(Rows from a dataset)
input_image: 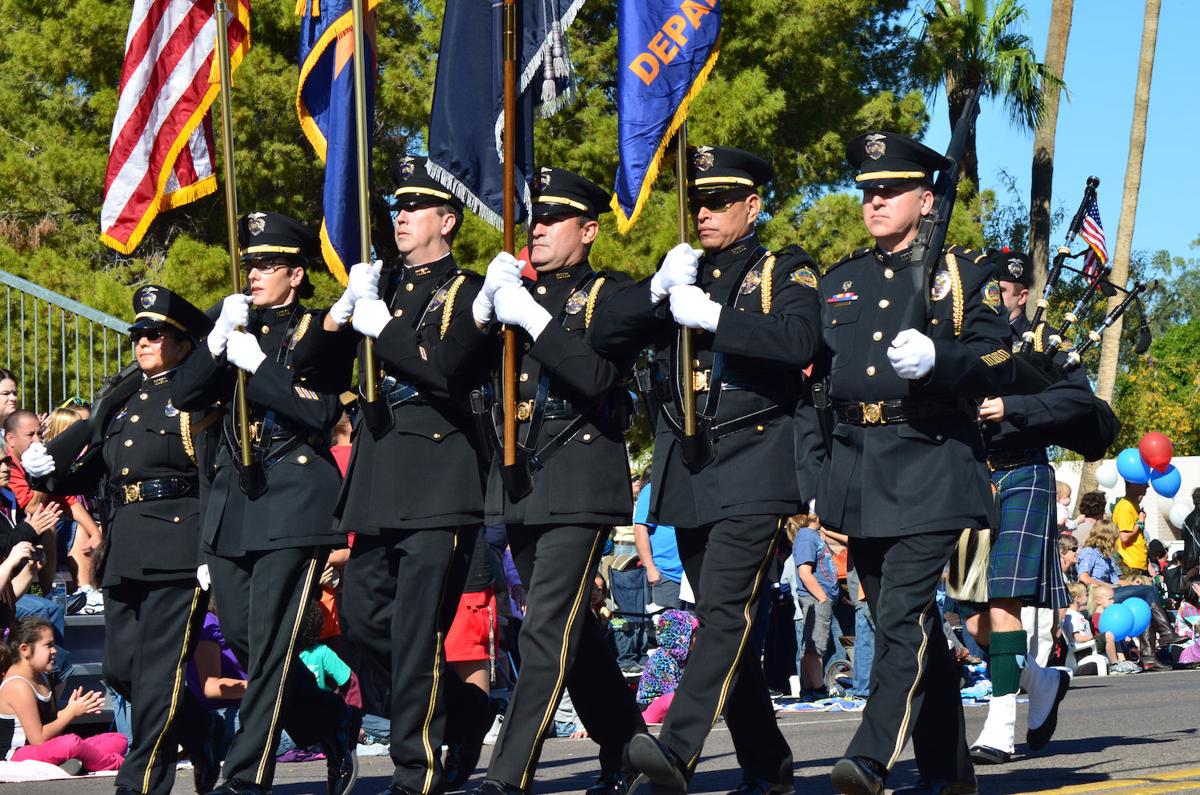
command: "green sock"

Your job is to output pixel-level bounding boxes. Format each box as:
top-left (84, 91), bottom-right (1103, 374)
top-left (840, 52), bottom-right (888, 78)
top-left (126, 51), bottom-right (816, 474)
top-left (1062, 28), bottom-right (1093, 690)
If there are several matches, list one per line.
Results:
top-left (988, 629), bottom-right (1030, 697)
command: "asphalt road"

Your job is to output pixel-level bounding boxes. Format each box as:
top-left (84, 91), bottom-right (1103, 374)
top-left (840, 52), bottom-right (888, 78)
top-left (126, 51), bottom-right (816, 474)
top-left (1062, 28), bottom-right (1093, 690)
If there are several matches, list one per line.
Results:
top-left (0, 671), bottom-right (1200, 795)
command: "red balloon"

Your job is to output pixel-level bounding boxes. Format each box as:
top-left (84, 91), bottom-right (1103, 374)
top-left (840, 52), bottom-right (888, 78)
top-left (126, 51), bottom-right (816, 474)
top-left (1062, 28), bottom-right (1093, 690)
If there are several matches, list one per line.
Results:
top-left (1138, 431), bottom-right (1175, 472)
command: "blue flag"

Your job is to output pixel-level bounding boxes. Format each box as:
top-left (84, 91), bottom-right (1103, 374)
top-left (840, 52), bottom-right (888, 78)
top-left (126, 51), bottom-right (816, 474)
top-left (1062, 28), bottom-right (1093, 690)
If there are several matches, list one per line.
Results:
top-left (425, 0), bottom-right (583, 228)
top-left (296, 0), bottom-right (379, 285)
top-left (612, 0), bottom-right (721, 233)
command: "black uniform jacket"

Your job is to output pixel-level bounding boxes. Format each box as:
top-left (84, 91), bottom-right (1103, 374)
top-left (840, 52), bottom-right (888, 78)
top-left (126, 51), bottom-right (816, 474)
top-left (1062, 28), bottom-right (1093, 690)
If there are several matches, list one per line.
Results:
top-left (172, 303), bottom-right (346, 557)
top-left (983, 315), bottom-right (1092, 453)
top-left (817, 246), bottom-right (1013, 538)
top-left (450, 262), bottom-right (637, 525)
top-left (295, 255), bottom-right (488, 534)
top-left (593, 235), bottom-right (821, 527)
top-left (35, 367), bottom-right (206, 586)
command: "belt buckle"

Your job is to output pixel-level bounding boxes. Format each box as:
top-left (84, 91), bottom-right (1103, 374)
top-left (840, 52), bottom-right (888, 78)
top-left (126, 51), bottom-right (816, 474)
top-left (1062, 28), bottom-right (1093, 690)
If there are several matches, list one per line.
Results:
top-left (862, 400), bottom-right (883, 425)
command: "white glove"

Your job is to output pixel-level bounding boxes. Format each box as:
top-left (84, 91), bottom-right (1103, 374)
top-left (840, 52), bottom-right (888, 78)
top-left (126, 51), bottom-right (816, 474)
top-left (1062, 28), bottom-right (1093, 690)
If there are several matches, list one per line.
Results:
top-left (470, 251), bottom-right (524, 325)
top-left (20, 442), bottom-right (54, 478)
top-left (226, 331), bottom-right (266, 375)
top-left (492, 285), bottom-right (550, 340)
top-left (888, 329), bottom-right (935, 381)
top-left (208, 293), bottom-right (250, 357)
top-left (329, 259), bottom-right (383, 325)
top-left (671, 285), bottom-right (721, 331)
top-left (353, 298), bottom-right (391, 340)
top-left (650, 243), bottom-right (704, 305)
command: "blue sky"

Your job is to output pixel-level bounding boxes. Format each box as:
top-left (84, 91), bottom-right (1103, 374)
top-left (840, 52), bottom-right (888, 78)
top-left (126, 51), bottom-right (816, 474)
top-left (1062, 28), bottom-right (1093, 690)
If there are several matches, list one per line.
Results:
top-left (925, 0), bottom-right (1200, 258)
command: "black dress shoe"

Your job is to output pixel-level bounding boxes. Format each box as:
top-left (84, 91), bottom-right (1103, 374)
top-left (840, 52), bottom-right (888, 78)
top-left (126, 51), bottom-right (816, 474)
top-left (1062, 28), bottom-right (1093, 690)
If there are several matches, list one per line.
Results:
top-left (208, 778), bottom-right (271, 795)
top-left (629, 734), bottom-right (688, 793)
top-left (728, 778), bottom-right (796, 795)
top-left (971, 746), bottom-right (1013, 765)
top-left (320, 707), bottom-right (359, 795)
top-left (829, 757), bottom-right (888, 795)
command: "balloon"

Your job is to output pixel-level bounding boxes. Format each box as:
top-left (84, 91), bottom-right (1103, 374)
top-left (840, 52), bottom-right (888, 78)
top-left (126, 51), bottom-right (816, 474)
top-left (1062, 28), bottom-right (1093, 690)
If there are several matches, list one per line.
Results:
top-left (1138, 431), bottom-right (1175, 472)
top-left (1096, 460), bottom-right (1121, 489)
top-left (1123, 597), bottom-right (1150, 635)
top-left (1150, 464), bottom-right (1183, 497)
top-left (1100, 604), bottom-right (1133, 640)
top-left (1117, 447), bottom-right (1150, 483)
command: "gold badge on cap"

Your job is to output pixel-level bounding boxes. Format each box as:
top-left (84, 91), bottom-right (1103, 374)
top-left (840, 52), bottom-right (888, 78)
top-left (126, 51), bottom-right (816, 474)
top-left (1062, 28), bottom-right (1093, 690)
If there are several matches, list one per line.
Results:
top-left (864, 132), bottom-right (888, 160)
top-left (929, 270), bottom-right (953, 301)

What is needed ::
Please give only the number of lines in the rows above that contain the string "command", treating uppercase and lowercase as different.

Answer in full ::
11